··· Documento de origem ···

COVID-19. Como ficam os prazos e deligências processuais?

A COVID-19 veio confrontar o nosso país com a necessidade de tomar um conjunto de medidas que, por um lado, protegesse a saúde pública e, por outro, assegurasse o funcionamento mínimo das infraestruturas fundamentais de um Estado de Direito, como é o caso dos Tribunais.

 

Assim, tendo por base a Lei nº 1-A/2020, de 19 de Março, a Antas da Cunha ECIJA preparou um guia que pretende dar resposta às questões mais pertinentes, no que concerne aos prazos e diligências de natureza processual e/ou procedimental.

 

1. Sobre o que dispõe a Lei nº 1-A/2020, de 19 de Março?
A Lei nº 1-A/2020, de 19 de Março, vem, entre outros, dispor sobre os prazos e diligências processuais /procedimentais cujo termo ou realização se verifiquem durante o período determinado pela autoridade nacional de saúde pública para aplicação de medidas excepcionais de prevenção, contenção, mitigação e tratamento da COVID-19, procedendo, ainda, à efectiva suspensão de acções e procedimentos especiais de despejo.

 

2. Qual o seu prazo de vigência?
Nos termos do seu artigo 10.º, a Lei nº 1-A/2020, de 19 de Março, vigora desde o dia 12 de Março até data a definir por decreto-lei, no qual se declara o termo do período determinado pela autoridade nacional de saúde pública para aplicação de medidas excepcionais de prevenção, contenção, mitigação e tratamento da COVID-19.

 

3. No que diz respeito aos processos judiciais, qual o efeito imediato da aplicação da Lei nº 3 1-A/2020, de 19 de Março?

O artigo 7.º, nº 1, do identificado ato legislativo, dispõe que, durante o período determinado pela autoridade nacional de saúde pública para aplicação de medidas excepcionais de prevenção, contenção, mitigação e tratamento da COVID-19, o regime de férias judiciais é aplicável aos actos processuais e procedimentais «que devam ser praticados no âmbito dos processos e procedimentos, que corram termos nos tribunais judiciais, tribunais administrativos e fiscais, Tribunal Constitucional, Tribunal de Contas e demais órgãos jurisdicionais, tribunais arbitrais, Ministério Público, julgados de paz, entidades de resolução alternativa de litígios e órgãos de
execução fiscal.» Significa isto que todos os prazos para a prática de actos processuais ou procedimentais em processos não urgentes, encontram-se, a partir do dia 12 de Março, suspensos.

··· Excertos dos dados ···

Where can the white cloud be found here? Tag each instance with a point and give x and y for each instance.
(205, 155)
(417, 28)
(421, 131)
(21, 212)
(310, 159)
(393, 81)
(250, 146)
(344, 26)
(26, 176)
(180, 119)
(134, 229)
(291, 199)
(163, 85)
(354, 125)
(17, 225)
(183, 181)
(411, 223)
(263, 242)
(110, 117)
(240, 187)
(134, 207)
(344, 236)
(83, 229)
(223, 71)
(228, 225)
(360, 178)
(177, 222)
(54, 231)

···

*Enunciado do exercício*
[A] Responda, com base no texto sobre a Lei nº 1-A/2020:
(i) Que entidade preparou o guia sobre prazos e diligências processuais?
(ii) Em que artigo da lei se fixa o seu prazo de vigência?
(iii) Que regime passa a aplicar-se aos actos processuais e procedimentais, segundo o artigo 7.º, nº 1?
[B] Como ficaria, de forma mais breve, o parágrafo do texto sobre a Lei nº 1-A/2020 que começa por "A Lei nº 1-A/2020, de 19 de Março, vem, entre outros"?
[C] Quais são todos os tipos de medidas excepcionais contra a COVID-19 que o texto sobre a Lei nº 1-A/2020 enumera?

*Resolução das tarefas*
[A]
(i) A Antas da Cunha ECIJA.
(ii) No artigo 10.º.
(iii) O regime de férias judiciais.

[B] A Lei nº 1-A/2020, de 19 de Março, regula os prazos e diligências processuais/procedimentais que terminem ou se realizem durante o período fixado pela autoridade nacional de saúde pública para as medidas excepcionais contra a COVID-19. Suspende ainda as acções e procedimentos especiais de despejo.

[C]
- Prevenção
- Contenção
- Mitigação
- Tratamento